_BRIEF:_ Please shift the data starting with the line with "like x=180 y=949." and going on through the line with "x=247 y=590". Write out each of those lines in full, adding -95 to both the x and y values of every answer coordinate and leaving the sample coordinates after "each like" unchanged.

_AVAILABLE DATA:_
--- START ---

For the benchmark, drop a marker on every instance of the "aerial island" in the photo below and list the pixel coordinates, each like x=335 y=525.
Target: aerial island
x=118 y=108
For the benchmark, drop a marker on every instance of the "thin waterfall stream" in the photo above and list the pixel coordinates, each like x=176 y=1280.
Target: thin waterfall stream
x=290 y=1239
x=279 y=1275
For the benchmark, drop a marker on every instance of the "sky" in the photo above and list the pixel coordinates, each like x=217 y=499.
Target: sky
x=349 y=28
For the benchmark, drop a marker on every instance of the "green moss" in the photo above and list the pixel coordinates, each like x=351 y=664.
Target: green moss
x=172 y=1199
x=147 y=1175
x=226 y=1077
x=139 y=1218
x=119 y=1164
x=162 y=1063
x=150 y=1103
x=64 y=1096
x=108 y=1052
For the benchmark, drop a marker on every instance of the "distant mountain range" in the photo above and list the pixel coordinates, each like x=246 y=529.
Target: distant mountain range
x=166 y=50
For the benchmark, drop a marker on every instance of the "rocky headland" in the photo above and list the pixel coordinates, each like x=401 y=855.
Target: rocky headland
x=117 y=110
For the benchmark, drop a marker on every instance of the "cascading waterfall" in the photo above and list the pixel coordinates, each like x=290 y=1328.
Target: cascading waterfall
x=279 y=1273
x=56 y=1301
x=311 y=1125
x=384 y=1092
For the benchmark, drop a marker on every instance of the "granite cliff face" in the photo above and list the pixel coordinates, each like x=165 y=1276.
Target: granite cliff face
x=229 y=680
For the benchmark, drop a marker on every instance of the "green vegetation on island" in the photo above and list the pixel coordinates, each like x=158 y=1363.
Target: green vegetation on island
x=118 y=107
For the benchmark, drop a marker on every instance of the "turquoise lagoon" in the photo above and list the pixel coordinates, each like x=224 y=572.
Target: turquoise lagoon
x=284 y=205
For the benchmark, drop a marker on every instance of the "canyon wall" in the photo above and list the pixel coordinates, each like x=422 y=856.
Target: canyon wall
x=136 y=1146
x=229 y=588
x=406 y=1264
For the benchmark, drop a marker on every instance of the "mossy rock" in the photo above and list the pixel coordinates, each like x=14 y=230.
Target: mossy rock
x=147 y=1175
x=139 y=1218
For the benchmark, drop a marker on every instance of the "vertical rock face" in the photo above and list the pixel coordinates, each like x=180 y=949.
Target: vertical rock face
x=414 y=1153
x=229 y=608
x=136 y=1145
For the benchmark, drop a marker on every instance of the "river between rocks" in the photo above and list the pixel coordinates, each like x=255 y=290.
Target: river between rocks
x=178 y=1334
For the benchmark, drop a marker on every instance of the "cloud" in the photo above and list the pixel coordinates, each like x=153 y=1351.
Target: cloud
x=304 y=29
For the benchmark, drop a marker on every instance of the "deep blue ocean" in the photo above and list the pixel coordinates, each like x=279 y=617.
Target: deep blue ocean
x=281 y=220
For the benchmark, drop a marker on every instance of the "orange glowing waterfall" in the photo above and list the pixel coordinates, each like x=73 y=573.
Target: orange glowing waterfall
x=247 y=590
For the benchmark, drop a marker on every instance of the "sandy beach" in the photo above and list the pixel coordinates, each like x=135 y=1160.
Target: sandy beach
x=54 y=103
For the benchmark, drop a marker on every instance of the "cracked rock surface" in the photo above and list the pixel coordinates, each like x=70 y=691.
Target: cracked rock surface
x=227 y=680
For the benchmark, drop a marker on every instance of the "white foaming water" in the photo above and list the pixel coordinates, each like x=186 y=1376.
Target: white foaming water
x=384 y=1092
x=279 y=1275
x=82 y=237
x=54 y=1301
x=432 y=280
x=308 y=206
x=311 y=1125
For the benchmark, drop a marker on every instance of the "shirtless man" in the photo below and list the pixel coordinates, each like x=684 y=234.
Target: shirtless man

--- END ---

_RESULT OF THIS EXERCISE:_
For the benchmark, drop a marker on every instance of the "vertical rock face" in the photo above and list the pixel coordinates, each like x=180 y=949.
Target: vertical rock face
x=319 y=1058
x=134 y=513
x=41 y=1050
For the benchmark, drop a marker on every instance of the "river between rocks" in the photo above and list the pixel coordinates, each like x=255 y=290.
Target: river between rocks
x=83 y=1239
For the benchmark, drop a marker on every instance of the "cloud" in the photo above and list the pixel coordinates, each like x=153 y=1351.
Target: cloud
x=209 y=-66
For the benchmark, drop a marker on every instance of the "deep blue ocean" in the photo above and list the pixel coordinates, each like x=279 y=617.
Target: deep blue ocean
x=186 y=125
For the benchmark, drop a marker on every instance of the "orange glowing waterfall" in the photo above and list the pixel coordinates, each like x=73 y=573.
Target: orange glowing waterfall
x=152 y=495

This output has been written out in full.